- **TESTO MOSTRATO**
┏━━
Vedere "Zero in condotta" significa predisporsi con molta indulgenza nei riguardi delle avanguardie, del surrealismo, della ricerca espressiva tra estetica e realismo.
L'unica cosa che posso dire con assoluta certezza di questo film sarcastico e irriverente, è che prevale un fortissimo ascendente anarchico, probabilmente ereditato da Vigo dal padre fortemente oppositore del sistema e delle Istituzioni.
Girato con una rivalutazione sperimentale tipica del cinema Muto (con i soggetti in movimento perenne contrastati dall'uso statico della mdp) il film è disarmante perché non abbastanza realista per lo spettatore tradizionale e non sufficientemente all'"avanguardia" per farsi amare incondizionatamente dagli intellettuali di cinema.
Forse il suo prestigio è dovuto anche a questo: si nota la lezione dei Lumiere, soprattutto nelle prime sequenze (quella del treno a vapore), e forse Tod Browning (il buffo e dispotico rettore dell'Istituto interpretato da un nano) ma c'è qualcosa di assolutamente nuovo nel modo di appropriarsi del soggetto senza le tecniche tradizionali, con una stilosità del tutto inconsueta (non aspettatevi di vedere il classico topoi sugli abusi nei collegi non è questo).
┗━━
- **COMPITI DA SVOLGERE**
a - Per favore, ricopia dal testo su "Zero in condotta" il passo da "Girato con una" a "non è questo).".
b - Stabilisci se ciascuna affermazione concorda con il testo su "Zero in condotta", rispondendo sì o no e riportando tra virgolette le parole del testo che lo decidono: (i) il film è girato con la macchina da presa in continuo movimento; (ii) il rettore dell'Istituto è interpretato da un nano; (iii) il padre di Vigo si opponeva con forza al sistema.

- **RECORD DEI DATI**
┏━━
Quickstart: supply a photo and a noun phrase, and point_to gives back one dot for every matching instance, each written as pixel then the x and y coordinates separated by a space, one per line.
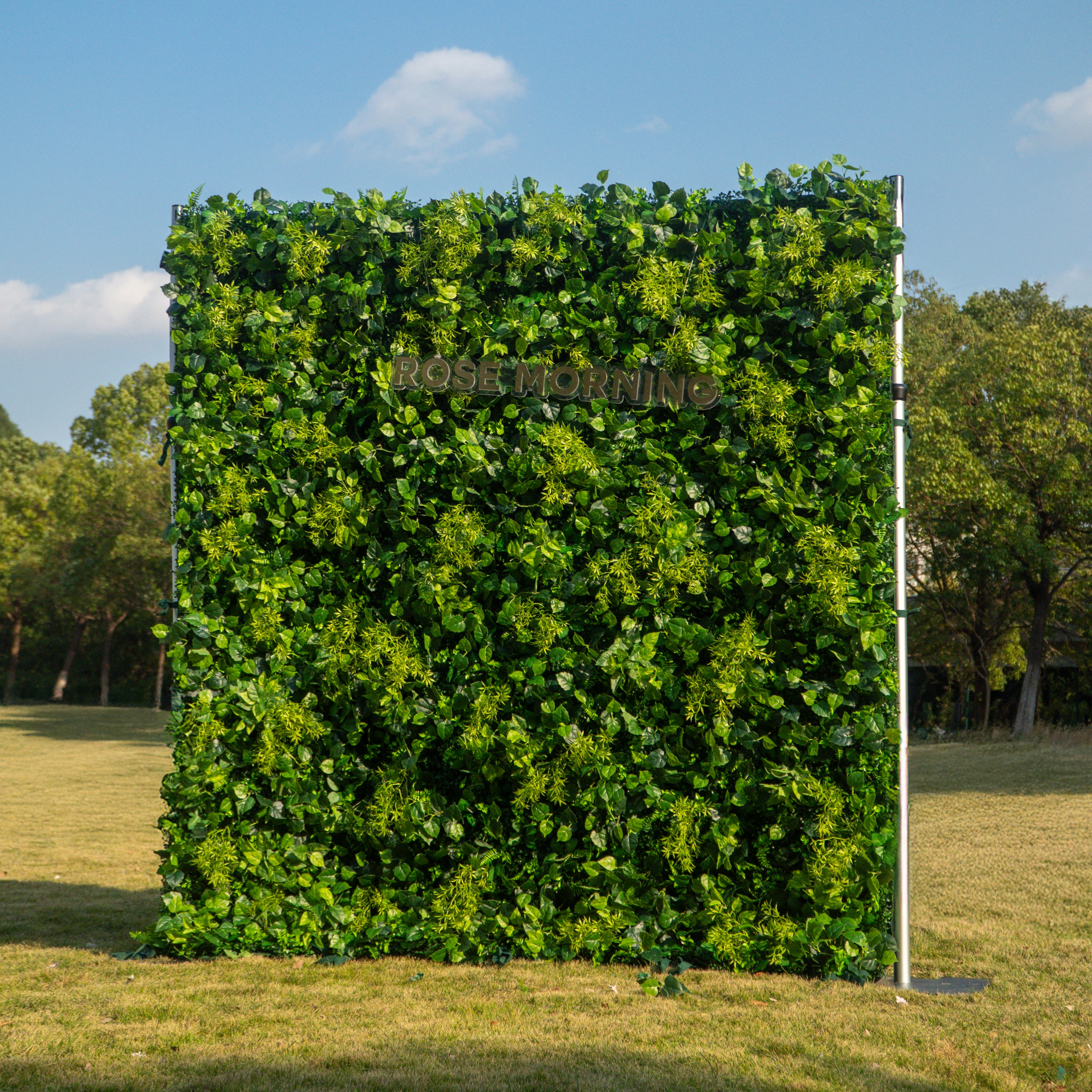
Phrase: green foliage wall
pixel 478 676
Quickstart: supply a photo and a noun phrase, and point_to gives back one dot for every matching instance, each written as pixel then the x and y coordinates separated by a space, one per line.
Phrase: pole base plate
pixel 943 985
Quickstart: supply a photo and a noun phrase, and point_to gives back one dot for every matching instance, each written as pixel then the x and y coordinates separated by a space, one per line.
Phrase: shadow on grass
pixel 425 1064
pixel 1002 769
pixel 75 916
pixel 88 723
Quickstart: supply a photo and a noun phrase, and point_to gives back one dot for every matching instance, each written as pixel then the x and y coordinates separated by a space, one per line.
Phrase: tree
pixel 111 506
pixel 9 430
pixel 28 473
pixel 1003 458
pixel 117 558
pixel 965 584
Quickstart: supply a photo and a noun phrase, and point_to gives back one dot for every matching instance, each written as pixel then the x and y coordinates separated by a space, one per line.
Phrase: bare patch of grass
pixel 1002 885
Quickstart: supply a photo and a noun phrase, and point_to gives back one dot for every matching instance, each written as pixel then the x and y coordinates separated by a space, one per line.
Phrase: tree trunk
pixel 104 674
pixel 17 643
pixel 1037 651
pixel 62 683
pixel 159 675
pixel 980 659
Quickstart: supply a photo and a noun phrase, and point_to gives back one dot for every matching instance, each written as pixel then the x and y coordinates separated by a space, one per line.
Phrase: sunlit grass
pixel 1003 889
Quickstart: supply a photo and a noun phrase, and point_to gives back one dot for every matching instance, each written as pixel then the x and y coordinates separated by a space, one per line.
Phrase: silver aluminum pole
pixel 174 496
pixel 899 397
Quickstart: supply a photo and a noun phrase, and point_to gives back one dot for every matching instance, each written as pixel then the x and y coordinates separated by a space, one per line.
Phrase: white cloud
pixel 1064 120
pixel 1075 284
pixel 428 112
pixel 654 125
pixel 127 303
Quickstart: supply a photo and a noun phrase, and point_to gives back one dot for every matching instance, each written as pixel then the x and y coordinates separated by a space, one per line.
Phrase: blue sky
pixel 112 113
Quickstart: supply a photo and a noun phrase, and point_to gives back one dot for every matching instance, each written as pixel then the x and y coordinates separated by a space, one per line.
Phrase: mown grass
pixel 1003 889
┗━━
- **RISULTATI PER COMPITO**
a -
Girato con una rivalutazione sperimentale tipica del cinema Muto (con i soggetti in movimento perenne contrastati dall'uso statico della mdp) il film è disarmante perché non abbastanza realista per lo spettatore tradizionale e non sufficientemente all'"avanguardia" per farsi amare incondizionatamente dagli intellettuali di cinema.
Forse il suo prestigio è dovuto anche a questo: si nota la lezione dei Lumiere, soprattutto nelle prime sequenze (quella del treno a vapore), e forse Tod Browning (il buffo e dispotico rettore dell'Istituto interpretato da un nano) ma c'è qualcosa di assolutamente nuovo nel modo di appropriarsi del soggetto senza le tecniche tradizionali, con una stilosità del tutto inconsueta (non aspettatevi di vedere il classico topoi sugli abusi nei collegi non è questo).

b -
(i) No: "i soggetti in movimento perenne contrastati dall'uso statico della mdp".
(ii) Sì: "il buffo e dispotico rettore dell'Istituto interpretato da un nano".
(iii) Sì: "dal padre fortemente oppositore del sistema e delle Istituzioni".